## [TASK DETAILS]
Rewrite all of the items below, swapping "record the position" for "note the location" wherever it occurs and leaving everything else unchanged.

(Stored records)

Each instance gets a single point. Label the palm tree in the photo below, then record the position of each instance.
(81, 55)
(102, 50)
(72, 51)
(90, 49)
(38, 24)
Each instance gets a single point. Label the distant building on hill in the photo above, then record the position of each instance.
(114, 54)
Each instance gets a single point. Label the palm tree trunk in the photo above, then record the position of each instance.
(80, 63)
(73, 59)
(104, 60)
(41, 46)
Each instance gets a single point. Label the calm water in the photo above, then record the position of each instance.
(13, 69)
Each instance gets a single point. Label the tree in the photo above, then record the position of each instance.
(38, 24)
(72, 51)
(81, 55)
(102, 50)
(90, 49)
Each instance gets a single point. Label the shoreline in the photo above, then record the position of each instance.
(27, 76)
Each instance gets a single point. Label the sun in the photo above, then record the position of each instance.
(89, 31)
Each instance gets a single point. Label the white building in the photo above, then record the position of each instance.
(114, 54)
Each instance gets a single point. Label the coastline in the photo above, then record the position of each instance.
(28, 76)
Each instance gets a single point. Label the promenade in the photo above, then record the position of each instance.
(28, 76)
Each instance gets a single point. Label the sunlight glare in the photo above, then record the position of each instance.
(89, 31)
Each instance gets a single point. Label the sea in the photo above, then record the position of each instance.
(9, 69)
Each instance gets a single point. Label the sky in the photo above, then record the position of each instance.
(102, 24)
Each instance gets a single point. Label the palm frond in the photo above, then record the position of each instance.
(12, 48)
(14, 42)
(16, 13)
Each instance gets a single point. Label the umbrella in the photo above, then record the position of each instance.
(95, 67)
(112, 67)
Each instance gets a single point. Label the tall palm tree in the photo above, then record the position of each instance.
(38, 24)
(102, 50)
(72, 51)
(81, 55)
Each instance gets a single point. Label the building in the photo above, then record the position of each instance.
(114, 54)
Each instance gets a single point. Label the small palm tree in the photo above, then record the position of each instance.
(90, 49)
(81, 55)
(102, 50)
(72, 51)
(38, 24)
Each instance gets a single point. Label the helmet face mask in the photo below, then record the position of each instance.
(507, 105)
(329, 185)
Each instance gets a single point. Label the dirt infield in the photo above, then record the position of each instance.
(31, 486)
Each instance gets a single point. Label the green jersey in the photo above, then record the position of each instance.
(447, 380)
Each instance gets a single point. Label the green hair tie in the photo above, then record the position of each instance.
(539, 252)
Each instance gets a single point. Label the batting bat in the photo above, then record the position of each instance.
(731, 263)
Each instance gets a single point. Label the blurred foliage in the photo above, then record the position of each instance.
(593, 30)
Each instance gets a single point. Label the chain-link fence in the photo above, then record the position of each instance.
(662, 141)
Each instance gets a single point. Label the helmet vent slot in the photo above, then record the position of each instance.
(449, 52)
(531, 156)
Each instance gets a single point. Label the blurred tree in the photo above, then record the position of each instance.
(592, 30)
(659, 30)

## [TASK RESULT]
Each instance gets a single point. Label the palm tree in the photo below, then note the location of each instance.
(81, 55)
(102, 50)
(72, 51)
(90, 49)
(38, 24)
Each instance gets a single point. Label the distant building on hill in the photo above, then note the location of each instance.
(114, 54)
Each instance gets a single point. Label the palm tree trunk in the photo above, then note the location of each instance.
(80, 63)
(73, 59)
(104, 60)
(41, 46)
Each instance gets a single point. Label the calm water in the photo above, then note the location of each instance.
(13, 69)
Each instance gets a single point. Label the tree in the photo above, then note the location of each instance.
(38, 24)
(72, 51)
(81, 55)
(102, 50)
(90, 49)
Each instance gets a single point. Label the shoreline in the photo above, then note the location of each instance.
(27, 76)
Each instance gets a single point. Label the sun in the photo above, then note the location of each instance.
(89, 31)
Each instance gets a single point. Label the white building in the photo above, then note the location of each instance.
(114, 54)
Each instance gets a single point. Label the coastline in the photo above, then note the location of each instance.
(28, 76)
Each instance gets a single point. Label the promenade in the photo above, then note the location of each instance.
(28, 76)
Each instance gets a single point. Label the sunlight glare in the photo above, then note the location of each instance.
(89, 31)
Each instance gets a single point. Label the sea in the photo above, then note the location of each instance.
(9, 69)
Each instance gets a single point. Label the sky in the photo above, then note the location of each instance.
(102, 24)
Each instance gets a single point. Label the palm frond in the photo above, then note the location of each instance.
(12, 48)
(14, 42)
(16, 13)
Each instance gets a single point. Label the umbrella in the photo above, then note the location of each instance.
(95, 67)
(112, 67)
Each instance gets a single point. Label the tall palm tree in the photo above, then note the location of each instance.
(38, 24)
(102, 50)
(72, 51)
(81, 55)
Each instance gets a single point. Label the building in the photo above, then note the location of each instance.
(114, 54)
Each instance gets a single point. Label the small palm tree in the photo above, then note the location of each instance.
(90, 49)
(81, 55)
(102, 50)
(72, 51)
(38, 24)
Each instance gets a single point. Label the helmet face mask in the photo below, then note the location of each instance.
(507, 105)
(329, 185)
Each instance gets a single point. Label the dirt infield in the photo above, then note the location of each instance.
(31, 486)
Each instance gets a single point. Label the green jersey in the photo above, then note the location of each instance.
(447, 380)
Each instance gets a single point. Label the green hair tie in the photo above, then note the location of each instance.
(539, 252)
Each instance gets a single point. Label the batting bat in the photo above, then note the location of each instance.
(731, 263)
Each instance gets a single point. Label the blurred foliage in the photo above, then note the location of each instance.
(593, 30)
Each instance gets a single point. Label the chain-link fence in the photo above, then note the location of each instance.
(662, 141)
Each instance gets a single point. Label the helmet vent slot in the photo above, then note the location of each instance.
(449, 52)
(531, 156)
Each instance gets a single point. Label the blurred tree in the photo above, then note the location of each instance.
(592, 30)
(659, 30)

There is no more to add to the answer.